═══ Text segment ═══

TORONTO, August 15, 2006 ( – While delegates at this week’s International AIDS Conference in Toronto are being told that the only hope for stopping the AIDS crisis in Africa is more condoms, the National Post reports that abstinence-only education works best to reduce sexual activity in teens and therefore the rate of sexually transmitted disease.

In addition, despite the theories of AIDS activists, the University of Pennsylvania study’s authors found that abstinence-only education also did not seem to affect the rates at which sexually active teenagers use condoms.

Speakers at the Toronto conference have emphasized prevention over hope for a cure. The disease has resisted efforts at creating a vaccine, say medical researchers, and a wait for a cure could be a long one. But the Conference’s emphasis on prevention has avoided the idea of teaching people not to engage in promiscuous sexual activity. To suggest that such activity spreads sexually transmitted diseases seems to be beyond the pale for most international AIDS activists who emphasize the use of condoms.

═══

Required tasks:
1. In the news report on the Toronto AIDS conference, what did the University of Pennsylvania study's authors find about how abstinence-only education affects condom use among sexually active teenagers?
2. Rewrite the news report on the Toronto AIDS conference from "In addition, despite" down to "use of condoms.", changing "medical researchers" to "scientists".
3. Continue the news report on the Toronto AIDS conference from the end of its last sentence.

═══ Source information ═══

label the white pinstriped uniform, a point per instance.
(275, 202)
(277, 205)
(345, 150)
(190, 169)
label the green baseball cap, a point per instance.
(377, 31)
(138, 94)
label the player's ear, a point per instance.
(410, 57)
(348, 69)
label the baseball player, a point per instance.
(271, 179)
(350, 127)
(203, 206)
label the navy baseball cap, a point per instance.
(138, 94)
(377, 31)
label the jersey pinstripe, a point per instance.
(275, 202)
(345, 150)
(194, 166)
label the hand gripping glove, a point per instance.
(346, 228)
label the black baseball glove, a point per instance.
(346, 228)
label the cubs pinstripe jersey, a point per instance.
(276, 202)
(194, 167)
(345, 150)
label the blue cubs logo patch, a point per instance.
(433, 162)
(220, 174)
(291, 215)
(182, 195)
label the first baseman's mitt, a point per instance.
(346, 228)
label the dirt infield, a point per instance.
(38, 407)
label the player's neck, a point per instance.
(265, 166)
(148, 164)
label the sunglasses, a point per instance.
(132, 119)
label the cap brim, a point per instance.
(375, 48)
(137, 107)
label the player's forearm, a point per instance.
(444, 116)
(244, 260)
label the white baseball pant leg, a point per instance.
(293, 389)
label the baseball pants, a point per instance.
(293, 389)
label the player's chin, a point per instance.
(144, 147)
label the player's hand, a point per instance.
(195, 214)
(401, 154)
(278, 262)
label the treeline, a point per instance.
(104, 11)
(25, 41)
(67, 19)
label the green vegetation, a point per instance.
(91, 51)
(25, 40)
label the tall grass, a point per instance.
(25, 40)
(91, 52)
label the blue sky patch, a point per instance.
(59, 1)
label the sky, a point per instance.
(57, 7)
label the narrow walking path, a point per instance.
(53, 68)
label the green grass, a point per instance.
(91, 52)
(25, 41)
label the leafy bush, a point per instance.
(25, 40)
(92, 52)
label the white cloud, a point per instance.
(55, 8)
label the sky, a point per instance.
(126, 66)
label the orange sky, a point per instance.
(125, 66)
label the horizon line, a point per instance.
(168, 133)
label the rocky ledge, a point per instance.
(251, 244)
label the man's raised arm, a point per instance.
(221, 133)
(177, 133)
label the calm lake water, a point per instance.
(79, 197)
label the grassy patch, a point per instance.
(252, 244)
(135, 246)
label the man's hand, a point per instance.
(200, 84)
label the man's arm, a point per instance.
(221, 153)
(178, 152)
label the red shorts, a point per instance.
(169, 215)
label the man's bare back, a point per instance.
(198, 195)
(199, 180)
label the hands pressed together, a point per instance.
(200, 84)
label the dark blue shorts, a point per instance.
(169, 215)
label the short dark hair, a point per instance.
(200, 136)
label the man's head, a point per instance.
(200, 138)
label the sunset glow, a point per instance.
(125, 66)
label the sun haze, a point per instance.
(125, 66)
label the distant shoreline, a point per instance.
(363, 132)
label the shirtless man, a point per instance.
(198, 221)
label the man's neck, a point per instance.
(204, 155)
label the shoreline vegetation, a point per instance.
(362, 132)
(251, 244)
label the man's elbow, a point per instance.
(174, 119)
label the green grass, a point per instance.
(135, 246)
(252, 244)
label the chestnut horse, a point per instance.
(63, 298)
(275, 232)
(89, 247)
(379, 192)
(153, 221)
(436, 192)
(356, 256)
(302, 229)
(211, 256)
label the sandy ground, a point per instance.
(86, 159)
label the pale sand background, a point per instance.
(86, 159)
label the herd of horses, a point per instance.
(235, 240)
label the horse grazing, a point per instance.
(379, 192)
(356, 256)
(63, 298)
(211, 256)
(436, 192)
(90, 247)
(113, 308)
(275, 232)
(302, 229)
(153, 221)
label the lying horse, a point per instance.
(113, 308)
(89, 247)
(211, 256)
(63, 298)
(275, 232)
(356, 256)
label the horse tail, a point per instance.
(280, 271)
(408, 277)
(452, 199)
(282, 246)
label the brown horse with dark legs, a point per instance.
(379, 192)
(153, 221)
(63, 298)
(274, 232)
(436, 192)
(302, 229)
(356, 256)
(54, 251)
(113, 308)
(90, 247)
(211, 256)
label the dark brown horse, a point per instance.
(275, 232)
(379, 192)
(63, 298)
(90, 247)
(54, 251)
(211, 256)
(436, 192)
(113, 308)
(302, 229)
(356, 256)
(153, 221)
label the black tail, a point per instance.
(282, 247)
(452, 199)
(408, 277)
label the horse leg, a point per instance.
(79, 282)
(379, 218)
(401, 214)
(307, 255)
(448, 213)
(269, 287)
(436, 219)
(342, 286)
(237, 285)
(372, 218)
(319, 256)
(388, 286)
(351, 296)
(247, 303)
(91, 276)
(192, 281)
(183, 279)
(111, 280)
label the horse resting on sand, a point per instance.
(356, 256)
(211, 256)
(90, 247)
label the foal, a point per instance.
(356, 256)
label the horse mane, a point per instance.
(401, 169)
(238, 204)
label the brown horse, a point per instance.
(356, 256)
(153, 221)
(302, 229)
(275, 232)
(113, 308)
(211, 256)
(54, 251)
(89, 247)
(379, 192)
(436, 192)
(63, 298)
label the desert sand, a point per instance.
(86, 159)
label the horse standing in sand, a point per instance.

═══
═══ Source information ═══

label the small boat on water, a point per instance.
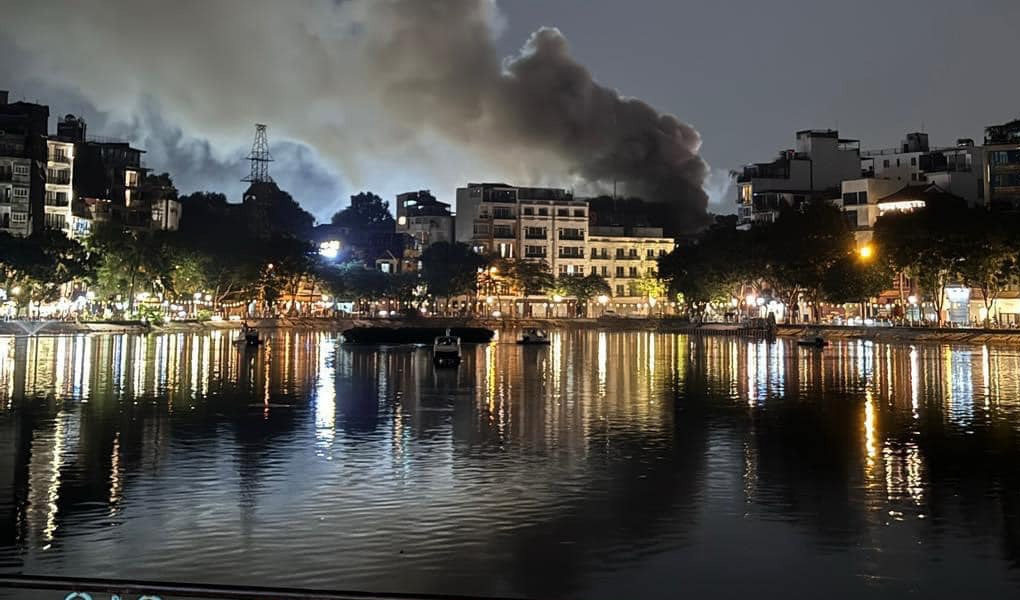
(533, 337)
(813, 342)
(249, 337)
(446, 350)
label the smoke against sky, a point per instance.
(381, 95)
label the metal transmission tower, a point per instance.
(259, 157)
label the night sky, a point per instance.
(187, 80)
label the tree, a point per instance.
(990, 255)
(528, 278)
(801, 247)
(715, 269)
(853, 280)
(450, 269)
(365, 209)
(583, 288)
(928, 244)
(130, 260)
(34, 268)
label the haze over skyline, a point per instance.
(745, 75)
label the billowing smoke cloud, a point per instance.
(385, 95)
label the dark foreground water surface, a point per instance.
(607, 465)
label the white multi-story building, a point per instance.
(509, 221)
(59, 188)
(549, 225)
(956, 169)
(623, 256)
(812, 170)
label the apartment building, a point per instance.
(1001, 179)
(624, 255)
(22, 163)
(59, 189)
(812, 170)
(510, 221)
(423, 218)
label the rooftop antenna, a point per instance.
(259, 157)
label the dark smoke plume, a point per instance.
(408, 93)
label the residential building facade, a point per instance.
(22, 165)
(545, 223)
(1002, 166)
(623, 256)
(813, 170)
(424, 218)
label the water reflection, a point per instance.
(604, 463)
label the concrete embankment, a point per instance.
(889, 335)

═══
═══ Source information ═══

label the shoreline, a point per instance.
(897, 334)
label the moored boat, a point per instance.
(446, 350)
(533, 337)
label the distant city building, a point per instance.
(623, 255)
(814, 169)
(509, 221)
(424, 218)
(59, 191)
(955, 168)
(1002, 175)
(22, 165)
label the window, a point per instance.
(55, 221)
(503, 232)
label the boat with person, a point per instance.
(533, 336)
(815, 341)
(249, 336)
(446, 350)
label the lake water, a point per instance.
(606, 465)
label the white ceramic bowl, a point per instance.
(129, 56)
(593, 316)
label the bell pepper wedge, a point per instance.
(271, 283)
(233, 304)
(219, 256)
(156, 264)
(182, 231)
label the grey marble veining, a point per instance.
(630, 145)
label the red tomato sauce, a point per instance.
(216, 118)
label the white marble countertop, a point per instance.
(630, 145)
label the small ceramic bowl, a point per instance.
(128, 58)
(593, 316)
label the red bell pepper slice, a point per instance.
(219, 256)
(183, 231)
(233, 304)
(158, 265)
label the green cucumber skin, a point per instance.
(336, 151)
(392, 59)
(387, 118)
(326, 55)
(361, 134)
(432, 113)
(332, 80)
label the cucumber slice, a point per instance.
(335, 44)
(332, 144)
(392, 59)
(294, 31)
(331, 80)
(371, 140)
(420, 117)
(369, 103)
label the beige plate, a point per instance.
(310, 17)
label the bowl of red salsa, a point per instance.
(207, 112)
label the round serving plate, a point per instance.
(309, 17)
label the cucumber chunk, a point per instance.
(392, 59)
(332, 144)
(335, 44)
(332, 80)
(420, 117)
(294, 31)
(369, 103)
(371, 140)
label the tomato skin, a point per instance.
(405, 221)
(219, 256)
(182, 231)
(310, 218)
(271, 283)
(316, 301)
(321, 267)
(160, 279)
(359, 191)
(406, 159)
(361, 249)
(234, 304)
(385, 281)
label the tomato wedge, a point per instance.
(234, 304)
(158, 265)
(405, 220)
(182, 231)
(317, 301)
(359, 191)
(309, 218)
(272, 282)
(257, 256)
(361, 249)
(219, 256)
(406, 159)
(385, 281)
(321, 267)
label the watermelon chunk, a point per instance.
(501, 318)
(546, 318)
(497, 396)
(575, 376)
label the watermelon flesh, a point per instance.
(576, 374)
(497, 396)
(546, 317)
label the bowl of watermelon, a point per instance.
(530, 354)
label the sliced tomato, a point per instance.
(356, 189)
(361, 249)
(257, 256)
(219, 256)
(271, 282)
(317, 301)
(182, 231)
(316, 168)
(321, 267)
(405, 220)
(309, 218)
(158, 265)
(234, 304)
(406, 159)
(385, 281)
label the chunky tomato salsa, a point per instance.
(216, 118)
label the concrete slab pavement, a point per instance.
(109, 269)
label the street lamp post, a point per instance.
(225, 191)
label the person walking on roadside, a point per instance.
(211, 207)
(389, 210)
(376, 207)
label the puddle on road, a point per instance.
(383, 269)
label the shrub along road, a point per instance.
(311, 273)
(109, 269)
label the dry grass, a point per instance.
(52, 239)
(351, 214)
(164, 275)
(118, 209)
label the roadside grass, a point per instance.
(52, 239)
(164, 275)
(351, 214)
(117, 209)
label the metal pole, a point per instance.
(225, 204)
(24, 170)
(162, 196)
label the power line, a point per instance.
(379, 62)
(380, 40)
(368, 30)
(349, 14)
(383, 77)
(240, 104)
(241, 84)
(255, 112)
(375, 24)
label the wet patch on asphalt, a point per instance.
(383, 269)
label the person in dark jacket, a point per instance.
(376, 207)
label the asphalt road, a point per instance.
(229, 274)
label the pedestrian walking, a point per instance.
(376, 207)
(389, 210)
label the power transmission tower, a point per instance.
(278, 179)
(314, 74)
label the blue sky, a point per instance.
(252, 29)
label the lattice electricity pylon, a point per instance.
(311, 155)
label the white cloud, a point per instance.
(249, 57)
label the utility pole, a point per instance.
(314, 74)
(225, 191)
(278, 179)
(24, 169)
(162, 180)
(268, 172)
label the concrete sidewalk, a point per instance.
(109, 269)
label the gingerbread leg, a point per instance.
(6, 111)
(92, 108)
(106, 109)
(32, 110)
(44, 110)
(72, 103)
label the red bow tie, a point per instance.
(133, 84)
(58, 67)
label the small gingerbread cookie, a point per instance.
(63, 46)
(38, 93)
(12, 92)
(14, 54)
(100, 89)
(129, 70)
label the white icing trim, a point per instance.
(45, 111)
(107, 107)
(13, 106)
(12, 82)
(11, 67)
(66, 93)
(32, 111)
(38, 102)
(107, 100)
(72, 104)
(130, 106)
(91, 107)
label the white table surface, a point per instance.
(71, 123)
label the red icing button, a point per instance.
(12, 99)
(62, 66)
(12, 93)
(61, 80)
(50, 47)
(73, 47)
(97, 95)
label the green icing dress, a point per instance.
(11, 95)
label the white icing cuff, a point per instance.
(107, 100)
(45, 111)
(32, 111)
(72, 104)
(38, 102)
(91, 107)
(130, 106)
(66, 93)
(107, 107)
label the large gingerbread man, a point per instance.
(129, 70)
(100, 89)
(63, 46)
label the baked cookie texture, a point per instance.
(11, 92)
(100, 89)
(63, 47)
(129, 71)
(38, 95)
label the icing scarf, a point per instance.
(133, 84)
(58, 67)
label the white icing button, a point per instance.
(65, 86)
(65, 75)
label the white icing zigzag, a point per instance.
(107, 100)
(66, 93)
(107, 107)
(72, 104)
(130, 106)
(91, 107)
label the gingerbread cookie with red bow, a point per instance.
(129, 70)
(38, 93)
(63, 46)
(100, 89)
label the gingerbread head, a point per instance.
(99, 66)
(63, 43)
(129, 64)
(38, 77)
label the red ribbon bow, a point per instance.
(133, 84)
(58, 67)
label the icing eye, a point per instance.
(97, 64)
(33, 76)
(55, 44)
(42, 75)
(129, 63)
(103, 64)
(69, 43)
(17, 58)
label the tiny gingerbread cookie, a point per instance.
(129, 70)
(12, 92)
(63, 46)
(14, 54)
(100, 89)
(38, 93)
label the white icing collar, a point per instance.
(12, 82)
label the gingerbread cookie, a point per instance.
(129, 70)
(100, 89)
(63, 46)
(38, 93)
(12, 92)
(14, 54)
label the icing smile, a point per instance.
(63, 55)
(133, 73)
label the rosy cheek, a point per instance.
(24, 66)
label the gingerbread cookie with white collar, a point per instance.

═══

Task-by-task results:
1. It did not seem to affect the rates at which sexually active teenagers use condoms.

2.
In addition, despite the theories of AIDS activists, the University of Pennsylvania study’s authors found that abstinence-only education also did not seem to affect the rates at which sexually active teenagers use condoms.

Speakers at the Toronto conference have emphasized prevention over hope for a cure. The disease has resisted efforts at creating a vaccine, say scientists, and a wait for a cure could be a long one. But the Conference’s emphasis on prevention has avoided the idea of teaching people not to engage in promiscuous sexual activity. To suggest that such activity spreads sexually transmitted diseases seems to be beyond the pale for most international AIDS activists who emphasize the use of condoms.

3.
The Post says, however, that a study of 662 African-American Grade 6 and 7 children found those taught an abstinence-only approach were less likely to have had sexual intercourse by a 24 months’ follow-up. The study compared these students with those who were taught the “safer sex” doctrine emphasizing condom use without mention of abstinence.

The study also refutes one of the treasured theories of AIDS opponents that while abstinence education may delay the “sexual debut” of children, it reduces their use of condoms, which, it is alleged, leaves them open to disease. This argument was reiterated this week at the Toronto Conference by William J. Clinton. The former US president, famously uninterested in sexual continence himself, told delegates that abstinence-only education endangers children.